◆ **Exercise goal**: Count the lines in the items below that contain the string "lake", treating uppercase and lowercase as different, and give only the number.

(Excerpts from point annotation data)
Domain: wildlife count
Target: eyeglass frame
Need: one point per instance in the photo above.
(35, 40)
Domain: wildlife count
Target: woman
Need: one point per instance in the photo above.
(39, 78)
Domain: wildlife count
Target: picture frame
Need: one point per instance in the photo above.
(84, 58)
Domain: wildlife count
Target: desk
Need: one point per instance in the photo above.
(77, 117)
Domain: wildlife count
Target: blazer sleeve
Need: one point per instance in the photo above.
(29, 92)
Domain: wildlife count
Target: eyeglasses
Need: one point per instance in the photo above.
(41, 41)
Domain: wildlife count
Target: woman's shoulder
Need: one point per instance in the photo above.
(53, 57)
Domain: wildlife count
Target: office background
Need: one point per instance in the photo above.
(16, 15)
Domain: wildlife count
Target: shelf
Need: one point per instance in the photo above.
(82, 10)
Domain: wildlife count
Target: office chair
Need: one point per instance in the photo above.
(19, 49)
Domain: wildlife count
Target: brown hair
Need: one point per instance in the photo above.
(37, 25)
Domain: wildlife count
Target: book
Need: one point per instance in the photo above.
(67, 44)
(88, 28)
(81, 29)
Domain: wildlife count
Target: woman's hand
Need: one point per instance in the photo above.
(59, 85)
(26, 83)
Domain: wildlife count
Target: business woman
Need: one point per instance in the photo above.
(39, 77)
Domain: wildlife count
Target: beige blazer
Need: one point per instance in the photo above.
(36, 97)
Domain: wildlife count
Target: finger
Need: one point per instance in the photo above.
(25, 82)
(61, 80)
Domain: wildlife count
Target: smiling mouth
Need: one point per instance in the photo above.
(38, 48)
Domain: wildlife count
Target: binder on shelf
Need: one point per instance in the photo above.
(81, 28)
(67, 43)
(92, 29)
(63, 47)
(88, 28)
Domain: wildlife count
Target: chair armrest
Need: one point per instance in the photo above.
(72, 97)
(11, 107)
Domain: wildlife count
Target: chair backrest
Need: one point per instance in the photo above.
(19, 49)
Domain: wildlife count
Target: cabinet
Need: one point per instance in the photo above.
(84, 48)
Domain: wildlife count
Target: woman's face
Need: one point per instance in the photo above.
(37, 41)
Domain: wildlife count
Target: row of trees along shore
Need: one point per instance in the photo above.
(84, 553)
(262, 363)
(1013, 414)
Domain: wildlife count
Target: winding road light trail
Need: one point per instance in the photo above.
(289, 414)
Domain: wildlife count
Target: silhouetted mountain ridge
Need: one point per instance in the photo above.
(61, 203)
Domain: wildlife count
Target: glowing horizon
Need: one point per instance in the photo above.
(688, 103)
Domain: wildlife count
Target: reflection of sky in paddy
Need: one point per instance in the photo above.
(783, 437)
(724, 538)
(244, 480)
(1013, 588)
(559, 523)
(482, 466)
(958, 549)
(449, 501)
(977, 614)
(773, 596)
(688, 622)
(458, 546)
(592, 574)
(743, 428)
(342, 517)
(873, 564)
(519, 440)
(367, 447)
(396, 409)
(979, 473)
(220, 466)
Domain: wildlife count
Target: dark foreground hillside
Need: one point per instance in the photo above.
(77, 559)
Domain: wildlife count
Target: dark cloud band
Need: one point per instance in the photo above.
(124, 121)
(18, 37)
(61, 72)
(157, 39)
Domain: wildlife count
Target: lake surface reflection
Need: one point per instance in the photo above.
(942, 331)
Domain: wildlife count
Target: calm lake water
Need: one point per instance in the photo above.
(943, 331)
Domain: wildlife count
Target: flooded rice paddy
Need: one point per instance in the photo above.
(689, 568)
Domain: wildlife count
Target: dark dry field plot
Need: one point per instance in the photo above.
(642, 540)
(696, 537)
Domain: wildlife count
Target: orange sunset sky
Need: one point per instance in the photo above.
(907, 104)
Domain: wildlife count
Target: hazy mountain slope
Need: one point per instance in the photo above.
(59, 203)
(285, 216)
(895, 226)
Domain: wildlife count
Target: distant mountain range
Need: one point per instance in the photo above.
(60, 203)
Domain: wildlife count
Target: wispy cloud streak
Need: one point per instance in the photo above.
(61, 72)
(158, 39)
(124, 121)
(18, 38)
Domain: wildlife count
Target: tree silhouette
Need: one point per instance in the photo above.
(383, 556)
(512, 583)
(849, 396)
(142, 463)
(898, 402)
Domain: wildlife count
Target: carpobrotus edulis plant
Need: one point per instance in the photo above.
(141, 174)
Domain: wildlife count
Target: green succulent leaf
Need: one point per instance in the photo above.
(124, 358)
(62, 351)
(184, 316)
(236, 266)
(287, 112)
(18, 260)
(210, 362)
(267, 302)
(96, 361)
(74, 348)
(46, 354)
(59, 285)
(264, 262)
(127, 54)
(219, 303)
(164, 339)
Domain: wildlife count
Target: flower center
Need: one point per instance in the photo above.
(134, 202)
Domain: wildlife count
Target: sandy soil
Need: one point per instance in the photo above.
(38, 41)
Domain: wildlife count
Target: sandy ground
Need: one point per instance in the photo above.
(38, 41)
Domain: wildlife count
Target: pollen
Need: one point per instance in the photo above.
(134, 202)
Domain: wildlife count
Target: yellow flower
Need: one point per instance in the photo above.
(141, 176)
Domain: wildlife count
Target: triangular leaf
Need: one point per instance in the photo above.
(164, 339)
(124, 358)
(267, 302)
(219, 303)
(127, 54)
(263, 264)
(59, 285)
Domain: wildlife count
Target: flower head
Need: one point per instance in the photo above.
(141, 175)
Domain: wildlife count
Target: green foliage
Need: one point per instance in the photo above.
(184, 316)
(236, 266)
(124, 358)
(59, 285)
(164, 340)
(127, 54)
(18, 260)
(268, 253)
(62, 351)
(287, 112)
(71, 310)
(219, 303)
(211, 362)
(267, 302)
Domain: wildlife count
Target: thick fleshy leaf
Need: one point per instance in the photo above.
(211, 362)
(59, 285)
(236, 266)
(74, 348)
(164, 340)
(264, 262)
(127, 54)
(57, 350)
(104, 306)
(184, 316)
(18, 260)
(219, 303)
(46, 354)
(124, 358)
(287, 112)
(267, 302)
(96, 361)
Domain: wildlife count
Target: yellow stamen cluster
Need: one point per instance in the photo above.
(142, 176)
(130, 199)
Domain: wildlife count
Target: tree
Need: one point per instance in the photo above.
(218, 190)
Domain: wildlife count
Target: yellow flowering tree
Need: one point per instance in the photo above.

◆ **The response**: 2